### [WHAT IS NEEDED]
Convert only the lines between the one containing "the side mirror" and the one containing "[[138, 141]]", inclusive, into a Markdown table with the columns Row and Line, omitting any blank lines.

### [SUPPLIED RECORDS]

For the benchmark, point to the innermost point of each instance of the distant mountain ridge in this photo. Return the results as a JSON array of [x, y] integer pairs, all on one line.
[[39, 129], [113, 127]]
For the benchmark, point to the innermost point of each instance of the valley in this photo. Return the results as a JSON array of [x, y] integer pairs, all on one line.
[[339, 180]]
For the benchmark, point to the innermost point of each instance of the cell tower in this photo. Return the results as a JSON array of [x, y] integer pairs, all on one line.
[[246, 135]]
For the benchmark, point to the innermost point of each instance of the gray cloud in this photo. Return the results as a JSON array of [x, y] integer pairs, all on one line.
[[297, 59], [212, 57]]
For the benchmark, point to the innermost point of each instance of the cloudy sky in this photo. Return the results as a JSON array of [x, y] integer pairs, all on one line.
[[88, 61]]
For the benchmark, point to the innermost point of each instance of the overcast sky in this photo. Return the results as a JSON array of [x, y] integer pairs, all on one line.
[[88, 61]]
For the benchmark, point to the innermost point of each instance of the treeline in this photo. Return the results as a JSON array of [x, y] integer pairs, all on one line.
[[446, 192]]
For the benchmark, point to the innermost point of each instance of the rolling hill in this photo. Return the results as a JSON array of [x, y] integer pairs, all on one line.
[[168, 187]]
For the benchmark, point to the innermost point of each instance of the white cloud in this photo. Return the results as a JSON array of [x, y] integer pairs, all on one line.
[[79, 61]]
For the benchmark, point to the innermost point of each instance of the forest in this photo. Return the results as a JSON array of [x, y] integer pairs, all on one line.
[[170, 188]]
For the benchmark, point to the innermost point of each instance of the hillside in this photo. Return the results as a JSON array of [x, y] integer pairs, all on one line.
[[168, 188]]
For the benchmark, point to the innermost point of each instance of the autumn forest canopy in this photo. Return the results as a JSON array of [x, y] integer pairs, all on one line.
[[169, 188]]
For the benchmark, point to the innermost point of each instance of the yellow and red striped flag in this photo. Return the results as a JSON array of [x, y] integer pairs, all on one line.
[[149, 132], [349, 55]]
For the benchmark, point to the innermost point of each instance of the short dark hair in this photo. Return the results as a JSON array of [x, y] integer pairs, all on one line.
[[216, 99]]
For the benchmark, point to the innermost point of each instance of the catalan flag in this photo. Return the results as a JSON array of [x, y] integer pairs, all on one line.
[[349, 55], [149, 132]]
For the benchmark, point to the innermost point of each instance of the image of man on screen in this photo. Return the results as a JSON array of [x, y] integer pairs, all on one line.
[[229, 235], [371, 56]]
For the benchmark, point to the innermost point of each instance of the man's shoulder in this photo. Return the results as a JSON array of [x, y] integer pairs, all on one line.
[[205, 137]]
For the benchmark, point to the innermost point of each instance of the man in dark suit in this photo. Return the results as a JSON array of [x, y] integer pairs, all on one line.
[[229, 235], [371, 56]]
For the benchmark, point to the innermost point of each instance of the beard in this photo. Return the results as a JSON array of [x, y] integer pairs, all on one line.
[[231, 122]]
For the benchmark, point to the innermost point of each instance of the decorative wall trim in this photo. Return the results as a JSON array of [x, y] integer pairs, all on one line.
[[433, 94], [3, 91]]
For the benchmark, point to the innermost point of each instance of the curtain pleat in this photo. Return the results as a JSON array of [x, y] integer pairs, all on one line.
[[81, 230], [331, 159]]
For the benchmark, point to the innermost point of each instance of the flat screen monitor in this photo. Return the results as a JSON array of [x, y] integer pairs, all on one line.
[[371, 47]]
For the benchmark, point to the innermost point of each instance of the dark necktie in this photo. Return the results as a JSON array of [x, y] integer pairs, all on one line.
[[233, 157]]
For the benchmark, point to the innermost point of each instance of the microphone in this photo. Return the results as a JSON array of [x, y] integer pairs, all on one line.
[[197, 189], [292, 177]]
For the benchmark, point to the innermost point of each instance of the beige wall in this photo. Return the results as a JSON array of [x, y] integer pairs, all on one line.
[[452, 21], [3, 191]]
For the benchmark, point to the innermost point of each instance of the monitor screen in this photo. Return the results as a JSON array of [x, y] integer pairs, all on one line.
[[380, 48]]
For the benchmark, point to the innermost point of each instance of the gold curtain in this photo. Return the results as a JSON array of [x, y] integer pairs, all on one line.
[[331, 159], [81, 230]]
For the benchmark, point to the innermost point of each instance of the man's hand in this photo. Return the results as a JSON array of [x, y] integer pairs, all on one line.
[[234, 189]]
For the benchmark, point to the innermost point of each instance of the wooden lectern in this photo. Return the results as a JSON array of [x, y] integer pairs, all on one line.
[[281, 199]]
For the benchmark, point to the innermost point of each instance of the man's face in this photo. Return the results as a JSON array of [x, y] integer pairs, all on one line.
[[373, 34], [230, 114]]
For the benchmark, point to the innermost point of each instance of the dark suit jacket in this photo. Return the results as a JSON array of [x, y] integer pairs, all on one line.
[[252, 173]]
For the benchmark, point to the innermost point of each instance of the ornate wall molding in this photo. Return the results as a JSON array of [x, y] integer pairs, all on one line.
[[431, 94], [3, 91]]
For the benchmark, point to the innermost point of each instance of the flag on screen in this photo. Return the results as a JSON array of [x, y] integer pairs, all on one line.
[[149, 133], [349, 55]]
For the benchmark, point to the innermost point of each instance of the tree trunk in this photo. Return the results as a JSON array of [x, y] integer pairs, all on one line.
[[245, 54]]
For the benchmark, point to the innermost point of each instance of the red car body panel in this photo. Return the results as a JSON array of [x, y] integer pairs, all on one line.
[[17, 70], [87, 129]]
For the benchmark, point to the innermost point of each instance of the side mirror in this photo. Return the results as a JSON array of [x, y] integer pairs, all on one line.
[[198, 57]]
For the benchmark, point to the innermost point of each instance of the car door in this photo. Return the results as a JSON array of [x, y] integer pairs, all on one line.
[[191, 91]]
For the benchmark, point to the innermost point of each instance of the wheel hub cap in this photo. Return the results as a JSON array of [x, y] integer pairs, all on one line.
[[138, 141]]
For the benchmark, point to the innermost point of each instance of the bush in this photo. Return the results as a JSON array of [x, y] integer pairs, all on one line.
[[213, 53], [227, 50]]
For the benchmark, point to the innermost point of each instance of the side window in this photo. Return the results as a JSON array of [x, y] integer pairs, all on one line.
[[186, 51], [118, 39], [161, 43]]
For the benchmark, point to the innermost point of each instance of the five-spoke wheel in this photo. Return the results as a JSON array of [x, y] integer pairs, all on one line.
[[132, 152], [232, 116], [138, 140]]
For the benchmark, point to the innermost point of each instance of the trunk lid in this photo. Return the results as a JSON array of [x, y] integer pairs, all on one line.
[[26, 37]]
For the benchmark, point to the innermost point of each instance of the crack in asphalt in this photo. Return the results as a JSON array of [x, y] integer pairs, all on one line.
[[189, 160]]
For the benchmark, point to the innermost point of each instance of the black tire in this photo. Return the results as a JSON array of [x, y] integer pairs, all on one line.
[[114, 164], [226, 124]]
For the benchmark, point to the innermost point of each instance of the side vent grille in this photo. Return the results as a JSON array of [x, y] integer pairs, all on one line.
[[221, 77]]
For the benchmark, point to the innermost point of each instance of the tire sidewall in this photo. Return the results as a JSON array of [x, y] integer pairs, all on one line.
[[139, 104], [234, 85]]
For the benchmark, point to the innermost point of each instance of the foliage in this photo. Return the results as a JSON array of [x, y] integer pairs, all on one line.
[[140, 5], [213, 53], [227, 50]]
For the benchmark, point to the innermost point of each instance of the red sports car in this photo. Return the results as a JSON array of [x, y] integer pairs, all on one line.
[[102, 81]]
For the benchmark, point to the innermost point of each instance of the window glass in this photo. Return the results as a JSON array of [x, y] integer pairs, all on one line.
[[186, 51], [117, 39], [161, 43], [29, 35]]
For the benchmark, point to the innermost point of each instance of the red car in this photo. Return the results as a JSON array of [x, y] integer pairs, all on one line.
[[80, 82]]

### [REPLY]
| Row | Line |
|---|---|
| 1 | For the benchmark, point to the innermost point of each instance of the side mirror in this photo. Return the results as a JSON array of [x, y] integer pairs, all on one line. |
| 2 | [[198, 57]] |
| 3 | For the benchmark, point to the innermost point of each instance of the car door in this photo. Return the results as a JSON array of [x, y] integer pairs, all on one line. |
| 4 | [[191, 91]] |
| 5 | For the benchmark, point to the innermost point of each instance of the wheel hub cap in this photo. Return the results as a JSON array of [x, y] integer pairs, all on one line. |
| 6 | [[138, 141]] |